═══ DATASET RECORDS

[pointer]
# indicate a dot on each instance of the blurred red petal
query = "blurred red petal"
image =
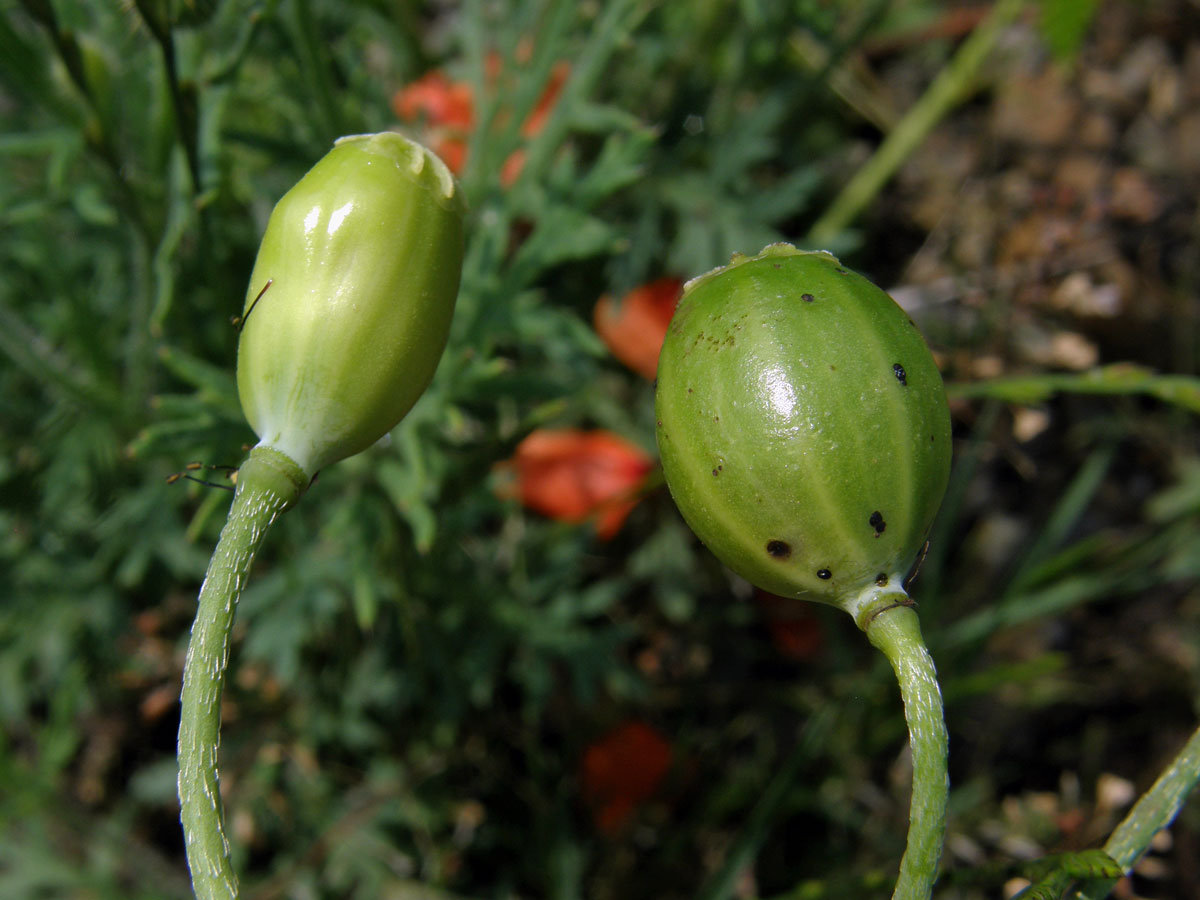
(622, 771)
(574, 475)
(437, 100)
(793, 625)
(635, 328)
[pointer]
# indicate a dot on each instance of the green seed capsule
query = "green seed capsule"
(803, 425)
(351, 299)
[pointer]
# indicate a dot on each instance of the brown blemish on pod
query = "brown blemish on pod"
(778, 549)
(877, 523)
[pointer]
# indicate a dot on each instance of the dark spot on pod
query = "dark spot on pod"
(778, 549)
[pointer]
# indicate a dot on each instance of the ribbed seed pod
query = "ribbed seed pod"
(351, 299)
(803, 425)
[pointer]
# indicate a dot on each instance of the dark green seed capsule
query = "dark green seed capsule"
(838, 454)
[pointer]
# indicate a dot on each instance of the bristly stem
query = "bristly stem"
(892, 625)
(268, 484)
(1155, 811)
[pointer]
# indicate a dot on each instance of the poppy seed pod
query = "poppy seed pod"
(351, 299)
(803, 425)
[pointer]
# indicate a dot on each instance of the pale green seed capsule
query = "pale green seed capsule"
(351, 299)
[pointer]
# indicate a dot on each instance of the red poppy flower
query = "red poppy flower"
(635, 328)
(577, 475)
(793, 625)
(622, 771)
(447, 111)
(436, 100)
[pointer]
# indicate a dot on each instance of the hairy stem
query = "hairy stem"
(268, 484)
(1153, 813)
(892, 625)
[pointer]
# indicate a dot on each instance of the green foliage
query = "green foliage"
(420, 664)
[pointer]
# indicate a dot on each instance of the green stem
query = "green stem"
(1155, 811)
(268, 484)
(952, 85)
(892, 625)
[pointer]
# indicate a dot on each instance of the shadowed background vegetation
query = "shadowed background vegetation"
(460, 670)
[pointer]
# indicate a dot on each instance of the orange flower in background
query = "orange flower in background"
(635, 328)
(793, 625)
(577, 475)
(437, 100)
(447, 109)
(622, 771)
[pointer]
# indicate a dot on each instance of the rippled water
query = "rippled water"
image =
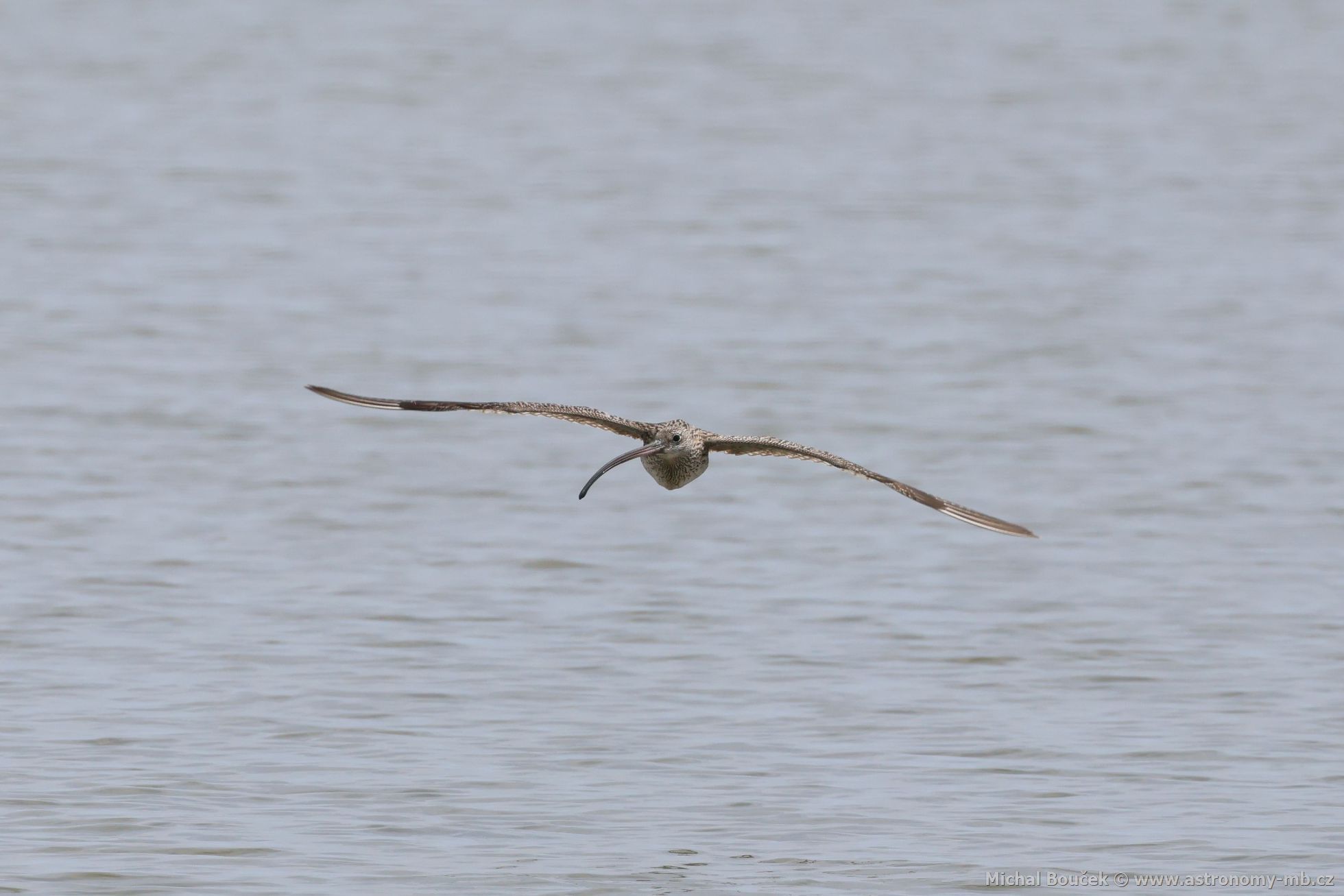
(1075, 265)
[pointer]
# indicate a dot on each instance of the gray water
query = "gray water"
(1075, 265)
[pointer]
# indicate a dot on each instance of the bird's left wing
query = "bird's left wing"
(767, 446)
(585, 415)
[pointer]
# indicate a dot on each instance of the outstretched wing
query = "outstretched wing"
(585, 415)
(765, 446)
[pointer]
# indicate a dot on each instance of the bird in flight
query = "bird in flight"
(675, 453)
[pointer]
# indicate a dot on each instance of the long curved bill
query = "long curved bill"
(644, 450)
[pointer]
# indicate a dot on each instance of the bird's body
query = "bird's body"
(676, 453)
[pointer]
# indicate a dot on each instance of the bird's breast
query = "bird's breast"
(675, 472)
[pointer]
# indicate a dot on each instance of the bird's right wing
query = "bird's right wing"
(585, 415)
(767, 446)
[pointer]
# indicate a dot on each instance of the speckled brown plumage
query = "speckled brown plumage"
(676, 453)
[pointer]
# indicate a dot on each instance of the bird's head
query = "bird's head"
(677, 437)
(673, 438)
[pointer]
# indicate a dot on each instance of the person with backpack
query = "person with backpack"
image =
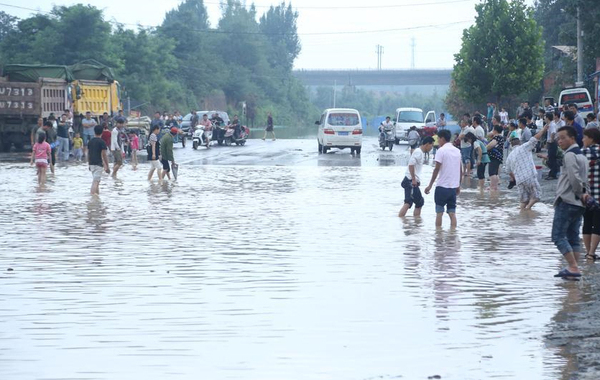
(591, 217)
(572, 193)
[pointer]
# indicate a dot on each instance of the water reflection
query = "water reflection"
(268, 272)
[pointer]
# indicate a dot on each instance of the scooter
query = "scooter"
(387, 137)
(202, 136)
(230, 139)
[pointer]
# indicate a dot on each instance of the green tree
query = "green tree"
(281, 31)
(501, 55)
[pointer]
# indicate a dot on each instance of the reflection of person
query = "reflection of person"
(412, 179)
(269, 127)
(449, 168)
(571, 190)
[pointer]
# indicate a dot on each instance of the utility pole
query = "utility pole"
(579, 49)
(334, 92)
(412, 59)
(379, 52)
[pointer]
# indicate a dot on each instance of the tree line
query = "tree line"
(506, 55)
(181, 64)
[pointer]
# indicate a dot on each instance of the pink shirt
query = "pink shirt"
(135, 143)
(41, 151)
(449, 175)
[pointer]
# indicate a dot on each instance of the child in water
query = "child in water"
(42, 154)
(77, 147)
(135, 146)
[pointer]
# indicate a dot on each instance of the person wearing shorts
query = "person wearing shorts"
(521, 169)
(412, 179)
(97, 159)
(116, 146)
(153, 150)
(88, 125)
(448, 167)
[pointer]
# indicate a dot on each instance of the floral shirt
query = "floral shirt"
(592, 153)
(497, 152)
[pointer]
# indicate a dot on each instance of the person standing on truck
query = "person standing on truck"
(116, 146)
(51, 139)
(88, 125)
(62, 130)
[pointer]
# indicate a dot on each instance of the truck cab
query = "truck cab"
(406, 117)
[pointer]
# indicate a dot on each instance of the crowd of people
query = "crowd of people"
(573, 149)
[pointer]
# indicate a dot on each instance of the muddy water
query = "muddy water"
(263, 272)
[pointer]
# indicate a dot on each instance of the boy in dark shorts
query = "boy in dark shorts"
(412, 179)
(97, 158)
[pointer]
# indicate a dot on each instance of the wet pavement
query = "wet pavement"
(270, 261)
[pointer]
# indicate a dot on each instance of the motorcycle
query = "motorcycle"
(229, 138)
(387, 137)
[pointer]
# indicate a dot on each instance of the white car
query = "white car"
(407, 117)
(340, 128)
(579, 96)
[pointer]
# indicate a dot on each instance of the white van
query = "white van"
(579, 96)
(406, 117)
(340, 128)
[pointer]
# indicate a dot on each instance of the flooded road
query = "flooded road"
(270, 262)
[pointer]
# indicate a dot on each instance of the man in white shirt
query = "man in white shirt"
(448, 166)
(412, 178)
(552, 119)
(479, 131)
(116, 146)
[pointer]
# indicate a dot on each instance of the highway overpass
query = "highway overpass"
(419, 81)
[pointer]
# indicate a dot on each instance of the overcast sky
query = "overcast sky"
(435, 25)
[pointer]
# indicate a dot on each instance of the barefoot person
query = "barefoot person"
(41, 154)
(591, 217)
(571, 193)
(448, 165)
(154, 153)
(116, 146)
(412, 179)
(521, 170)
(97, 159)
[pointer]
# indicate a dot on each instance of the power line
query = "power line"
(216, 31)
(362, 6)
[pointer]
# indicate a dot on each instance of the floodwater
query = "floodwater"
(276, 271)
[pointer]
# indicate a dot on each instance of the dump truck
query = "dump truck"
(24, 99)
(28, 92)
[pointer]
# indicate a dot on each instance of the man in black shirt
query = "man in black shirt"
(51, 139)
(97, 159)
(62, 130)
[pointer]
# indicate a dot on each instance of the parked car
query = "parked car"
(340, 128)
(187, 120)
(579, 96)
(406, 117)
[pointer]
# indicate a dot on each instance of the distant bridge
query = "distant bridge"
(379, 80)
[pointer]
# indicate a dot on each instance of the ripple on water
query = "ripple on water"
(284, 272)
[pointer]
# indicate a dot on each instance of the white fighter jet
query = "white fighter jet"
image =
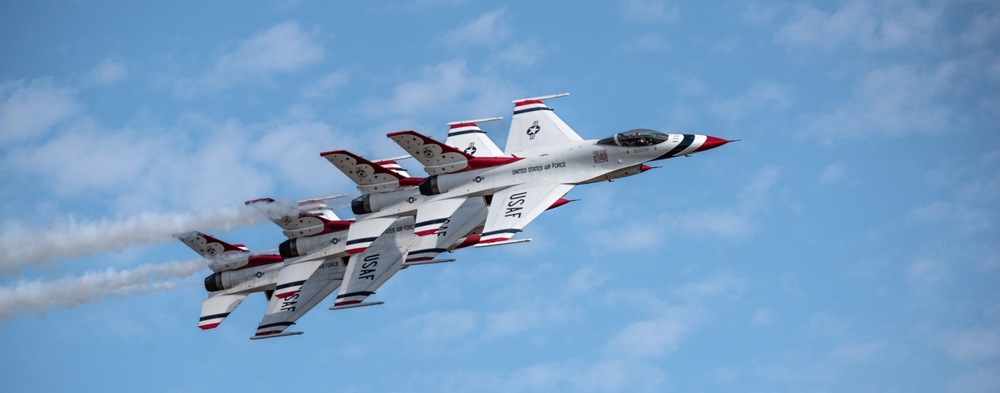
(293, 286)
(543, 160)
(382, 233)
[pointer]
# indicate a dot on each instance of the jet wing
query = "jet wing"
(300, 287)
(216, 308)
(439, 158)
(369, 176)
(369, 269)
(535, 125)
(456, 224)
(514, 207)
(304, 218)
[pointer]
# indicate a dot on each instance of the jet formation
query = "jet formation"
(475, 194)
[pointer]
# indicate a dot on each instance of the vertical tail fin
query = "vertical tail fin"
(466, 136)
(535, 125)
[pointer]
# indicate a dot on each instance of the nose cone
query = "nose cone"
(711, 142)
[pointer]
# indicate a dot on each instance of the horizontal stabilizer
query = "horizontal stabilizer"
(369, 176)
(429, 262)
(501, 243)
(365, 304)
(284, 334)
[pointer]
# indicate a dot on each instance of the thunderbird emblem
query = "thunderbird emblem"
(533, 130)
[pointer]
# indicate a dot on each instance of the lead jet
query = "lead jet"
(438, 231)
(544, 159)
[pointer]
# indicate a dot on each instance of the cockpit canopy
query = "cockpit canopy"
(635, 138)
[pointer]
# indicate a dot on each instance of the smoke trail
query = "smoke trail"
(39, 297)
(21, 247)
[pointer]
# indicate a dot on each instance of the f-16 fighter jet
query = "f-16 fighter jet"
(293, 286)
(543, 160)
(382, 233)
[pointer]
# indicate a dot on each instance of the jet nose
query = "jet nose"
(711, 142)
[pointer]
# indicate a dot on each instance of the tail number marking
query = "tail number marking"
(514, 205)
(368, 267)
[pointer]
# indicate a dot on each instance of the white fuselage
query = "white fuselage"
(578, 163)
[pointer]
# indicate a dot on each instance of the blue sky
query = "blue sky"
(849, 242)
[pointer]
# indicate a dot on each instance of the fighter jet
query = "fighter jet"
(293, 285)
(544, 159)
(382, 233)
(237, 273)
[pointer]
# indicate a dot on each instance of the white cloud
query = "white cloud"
(927, 274)
(833, 173)
(730, 221)
(980, 380)
(984, 28)
(21, 247)
(893, 101)
(449, 89)
(648, 42)
(762, 96)
(281, 49)
(440, 325)
(489, 29)
(969, 344)
(891, 25)
(520, 54)
(326, 86)
(107, 72)
(40, 297)
(652, 338)
(762, 317)
(650, 11)
(721, 284)
(29, 109)
(858, 352)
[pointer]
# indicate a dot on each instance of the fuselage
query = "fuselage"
(575, 163)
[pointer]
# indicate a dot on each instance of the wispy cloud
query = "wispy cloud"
(41, 297)
(446, 89)
(29, 109)
(107, 72)
(489, 29)
(763, 95)
(281, 49)
(650, 11)
(892, 101)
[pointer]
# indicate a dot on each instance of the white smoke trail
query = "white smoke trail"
(21, 247)
(39, 297)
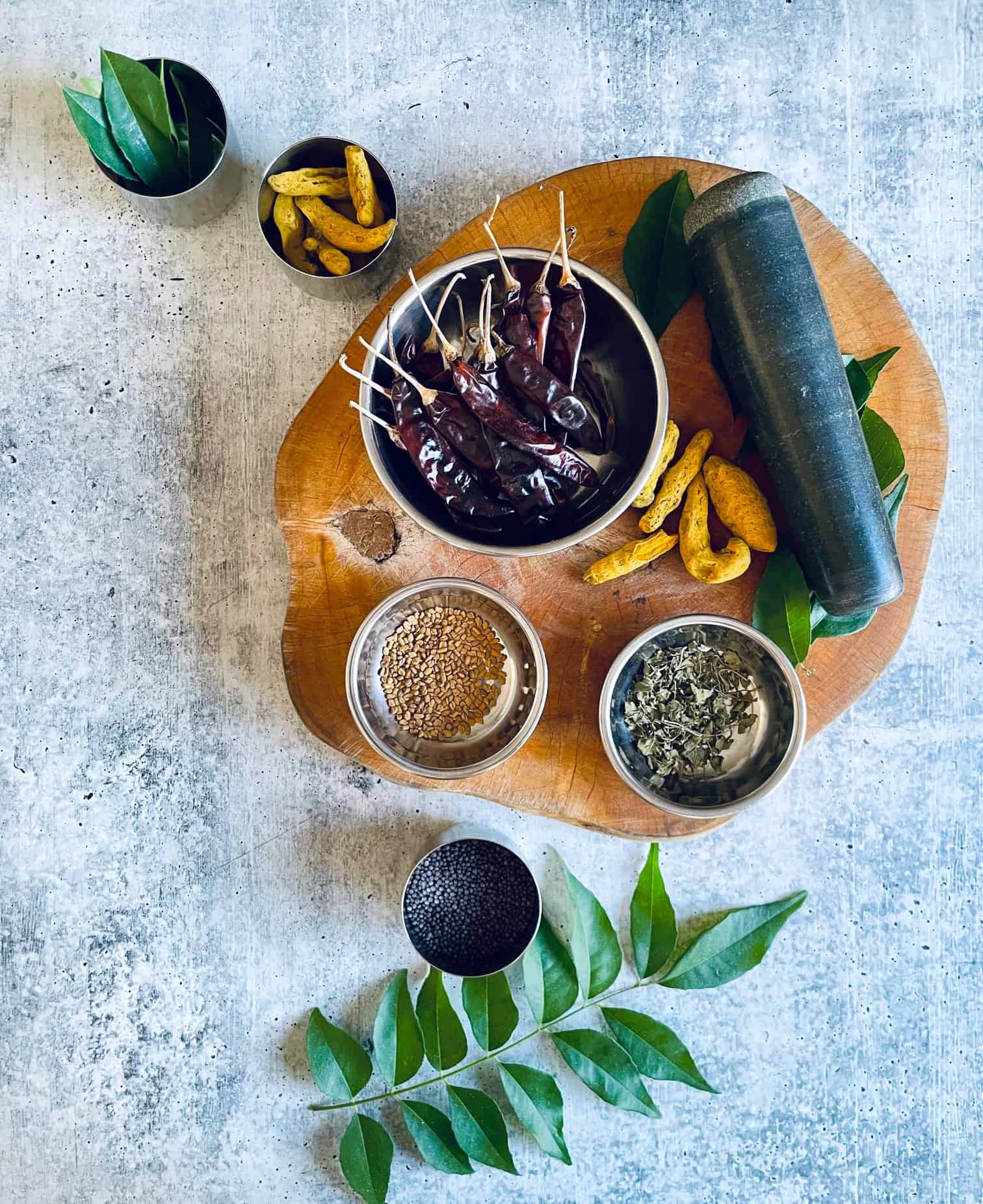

══════

**EXERCISE GOAL**
Bring together every line in the entries that holds the string "with".

**TASK RESULT**
# indicate a dot on each instance of the person with backpack
query = "person with backpack"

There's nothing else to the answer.